Internationally, Koht tried to prop up the institutions that maintained public international law. In 1923 he participated in the arbitrations between Denmark and Norway about the disposition of Eastern Greenland. Sovereignty was claimed by Denmark. Koht teamed up with the conservative politician C. J. Hambro, who had edited Nordmanns-Forbundets tidsskrift to which Koht had contributed. The negotiations led to an agreement on Norwegian trade rights in the area, but a question of sovereignty over Eastern Greenland remained unsolved. In 1931, forces in and outside of the then-Agrarian government annexed "Erik the Red's Land".

## Assigned task
In the passage on Koht and Eastern Greenland, what did the negotiations lead to?

[Stored data entries]

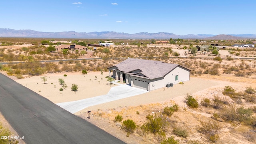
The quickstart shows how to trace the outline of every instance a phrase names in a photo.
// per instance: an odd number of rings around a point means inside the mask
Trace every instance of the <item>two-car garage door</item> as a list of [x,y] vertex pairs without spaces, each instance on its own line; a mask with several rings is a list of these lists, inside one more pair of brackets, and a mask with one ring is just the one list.
[[134,87],[140,88],[145,90],[148,90],[148,80],[140,80],[138,78],[135,78],[133,80]]

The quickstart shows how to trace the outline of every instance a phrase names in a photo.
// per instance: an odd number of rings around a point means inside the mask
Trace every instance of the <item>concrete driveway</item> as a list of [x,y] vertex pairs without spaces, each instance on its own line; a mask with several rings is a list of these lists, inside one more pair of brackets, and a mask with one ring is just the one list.
[[87,107],[144,94],[148,91],[126,84],[111,88],[108,94],[75,101],[56,104],[74,114]]

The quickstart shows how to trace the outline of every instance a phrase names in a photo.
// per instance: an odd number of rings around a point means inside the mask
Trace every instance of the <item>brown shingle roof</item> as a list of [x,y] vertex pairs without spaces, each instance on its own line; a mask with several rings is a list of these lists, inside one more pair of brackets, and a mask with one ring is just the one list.
[[73,48],[86,48],[86,46],[80,45],[79,44],[62,44],[60,46],[56,46],[55,48],[69,48],[70,47],[70,45],[75,45],[75,47]]
[[[142,71],[132,74],[145,76],[146,78],[152,79],[165,76],[177,66],[190,70],[177,64],[166,63],[160,61],[146,60],[129,58],[116,65],[118,69],[124,72],[131,72],[140,69]],[[138,76],[138,77],[141,77]]]

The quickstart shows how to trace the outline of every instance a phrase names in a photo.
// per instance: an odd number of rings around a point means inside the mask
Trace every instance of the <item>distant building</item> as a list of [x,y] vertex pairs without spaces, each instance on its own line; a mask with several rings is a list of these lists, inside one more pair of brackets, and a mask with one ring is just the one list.
[[114,45],[114,43],[109,42],[100,42],[99,45],[101,46],[110,46],[111,45]]
[[190,71],[177,64],[131,58],[108,68],[109,77],[149,91],[188,81]]
[[253,44],[235,44],[232,46],[233,47],[239,47],[239,48],[254,48],[254,45]]
[[164,40],[159,40],[156,41],[156,43],[157,44],[167,44],[169,42],[169,41],[164,41]]
[[58,52],[61,52],[64,49],[67,49],[69,51],[73,52],[78,50],[80,52],[82,50],[87,50],[87,48],[78,44],[62,44],[55,47],[55,50]]

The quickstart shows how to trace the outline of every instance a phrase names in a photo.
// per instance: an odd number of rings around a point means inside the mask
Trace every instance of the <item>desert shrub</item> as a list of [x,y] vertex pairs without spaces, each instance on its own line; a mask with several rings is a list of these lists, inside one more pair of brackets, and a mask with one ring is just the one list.
[[230,56],[227,56],[226,58],[228,60],[233,60],[233,58],[232,58]]
[[222,60],[222,59],[220,57],[217,56],[213,58],[213,60],[218,60],[221,61]]
[[77,89],[78,89],[78,85],[75,84],[72,84],[71,85],[71,90],[72,91],[76,92],[77,91]]
[[178,104],[176,104],[172,105],[172,108],[173,108],[173,109],[174,110],[174,112],[178,111],[178,110],[179,110],[179,108],[180,108],[180,107],[179,106]]
[[256,140],[256,133],[252,132],[246,132],[243,133],[242,134],[246,138],[247,140],[254,142]]
[[213,136],[221,132],[222,126],[216,120],[212,120],[206,122],[200,122],[201,126],[199,128],[199,131],[203,134]]
[[166,114],[167,116],[171,116],[174,112],[174,110],[171,106],[166,106],[164,108],[163,114]]
[[63,85],[63,84],[65,84],[65,81],[64,81],[64,80],[63,80],[62,78],[59,78],[58,79],[58,80],[59,81],[60,84],[61,85]]
[[231,86],[225,86],[222,94],[228,96],[233,95],[235,94],[235,89]]
[[174,140],[173,136],[172,136],[170,138],[168,138],[167,139],[165,139],[160,143],[161,144],[178,144],[179,141]]
[[188,136],[187,130],[181,128],[174,128],[172,130],[172,132],[175,135],[182,138],[186,138]]
[[180,54],[178,52],[175,52],[172,54],[172,55],[174,56],[178,56]]
[[208,73],[212,76],[219,75],[219,71],[218,68],[212,68],[208,70]]
[[154,116],[149,114],[146,118],[147,121],[140,126],[140,129],[145,134],[158,133],[162,131],[168,124],[165,119],[156,114]]
[[245,74],[244,74],[244,72],[239,71],[235,73],[235,76],[236,76],[244,77],[245,76]]
[[114,121],[115,122],[121,122],[123,120],[123,117],[121,115],[118,114],[115,117],[115,119]]
[[235,108],[234,107],[226,108],[221,116],[225,120],[236,121],[247,125],[251,125],[253,122],[252,118],[252,110],[250,108],[245,109],[243,107]]
[[246,87],[246,89],[245,90],[245,92],[247,94],[252,94],[256,92],[256,91],[255,91],[255,90],[252,88],[251,86]]
[[192,108],[197,108],[198,106],[198,103],[197,100],[193,97],[191,95],[187,94],[185,99],[188,106]]
[[22,79],[24,78],[22,76],[22,75],[20,74],[17,74],[17,76],[16,76],[16,77],[18,79]]
[[201,105],[208,107],[211,105],[211,101],[208,98],[204,98],[201,101]]
[[242,96],[243,98],[247,102],[256,103],[256,96],[254,94],[245,93],[243,94]]
[[59,64],[63,64],[63,63],[64,63],[64,62],[63,62],[63,60],[60,60],[59,61]]
[[82,71],[82,74],[87,74],[87,71],[85,70],[83,70]]
[[236,53],[235,55],[236,56],[238,56],[240,55],[240,53],[239,53],[239,52],[237,52],[237,53]]
[[229,69],[231,71],[235,71],[235,72],[238,72],[239,70],[237,67],[234,66],[231,66],[229,68]]
[[218,52],[218,50],[214,50],[212,51],[212,54],[214,54],[218,55],[218,54],[219,54],[219,52]]
[[208,67],[208,66],[205,63],[201,63],[201,64],[200,64],[199,66],[200,67],[204,68],[205,68]]
[[132,120],[128,119],[123,122],[122,128],[127,132],[127,136],[129,136],[130,134],[133,133],[136,127],[136,124]]
[[220,136],[217,134],[208,136],[208,139],[209,140],[213,142],[216,142],[216,141],[219,138]]

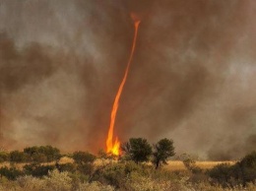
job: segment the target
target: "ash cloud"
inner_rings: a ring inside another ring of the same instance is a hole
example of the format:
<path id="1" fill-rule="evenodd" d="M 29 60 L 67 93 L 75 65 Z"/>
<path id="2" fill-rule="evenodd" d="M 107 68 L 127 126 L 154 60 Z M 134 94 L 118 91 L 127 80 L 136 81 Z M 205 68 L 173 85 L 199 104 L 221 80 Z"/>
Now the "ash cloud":
<path id="1" fill-rule="evenodd" d="M 133 12 L 142 23 L 116 134 L 172 138 L 177 153 L 213 159 L 242 157 L 256 134 L 255 6 L 0 0 L 0 144 L 104 148 Z"/>

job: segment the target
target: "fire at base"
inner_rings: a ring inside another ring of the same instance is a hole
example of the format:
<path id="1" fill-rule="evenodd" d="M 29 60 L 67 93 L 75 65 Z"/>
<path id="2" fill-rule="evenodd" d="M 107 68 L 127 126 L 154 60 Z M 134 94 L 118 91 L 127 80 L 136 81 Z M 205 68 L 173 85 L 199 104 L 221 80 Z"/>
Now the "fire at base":
<path id="1" fill-rule="evenodd" d="M 134 51 L 135 51 L 135 47 L 136 47 L 137 35 L 138 35 L 138 29 L 139 29 L 139 25 L 141 23 L 141 21 L 137 18 L 137 16 L 135 14 L 131 14 L 131 17 L 134 21 L 134 27 L 135 27 L 132 50 L 131 50 L 131 54 L 130 54 L 130 57 L 129 57 L 129 60 L 128 60 L 128 64 L 127 64 L 125 73 L 124 73 L 123 80 L 122 80 L 122 82 L 119 86 L 119 89 L 117 91 L 117 94 L 115 96 L 115 99 L 114 99 L 114 103 L 113 103 L 113 107 L 112 107 L 112 111 L 111 111 L 111 116 L 110 116 L 110 125 L 109 125 L 109 128 L 108 128 L 108 134 L 107 134 L 107 138 L 106 138 L 106 153 L 110 153 L 114 156 L 120 155 L 120 142 L 119 142 L 117 136 L 116 136 L 115 141 L 113 143 L 115 117 L 116 117 L 116 113 L 117 113 L 117 110 L 118 110 L 119 99 L 120 99 L 120 96 L 122 95 L 123 87 L 126 83 L 126 79 L 127 79 L 127 76 L 128 76 L 130 65 L 131 65 L 131 62 L 132 62 L 132 59 L 133 59 L 133 55 L 134 55 Z"/>

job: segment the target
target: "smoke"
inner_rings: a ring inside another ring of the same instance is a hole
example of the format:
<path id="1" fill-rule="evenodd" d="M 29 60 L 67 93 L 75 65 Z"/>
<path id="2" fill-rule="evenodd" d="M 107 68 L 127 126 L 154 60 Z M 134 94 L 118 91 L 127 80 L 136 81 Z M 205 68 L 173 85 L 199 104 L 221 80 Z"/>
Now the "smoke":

## Answer section
An agreement on Norwegian trade rights in the area.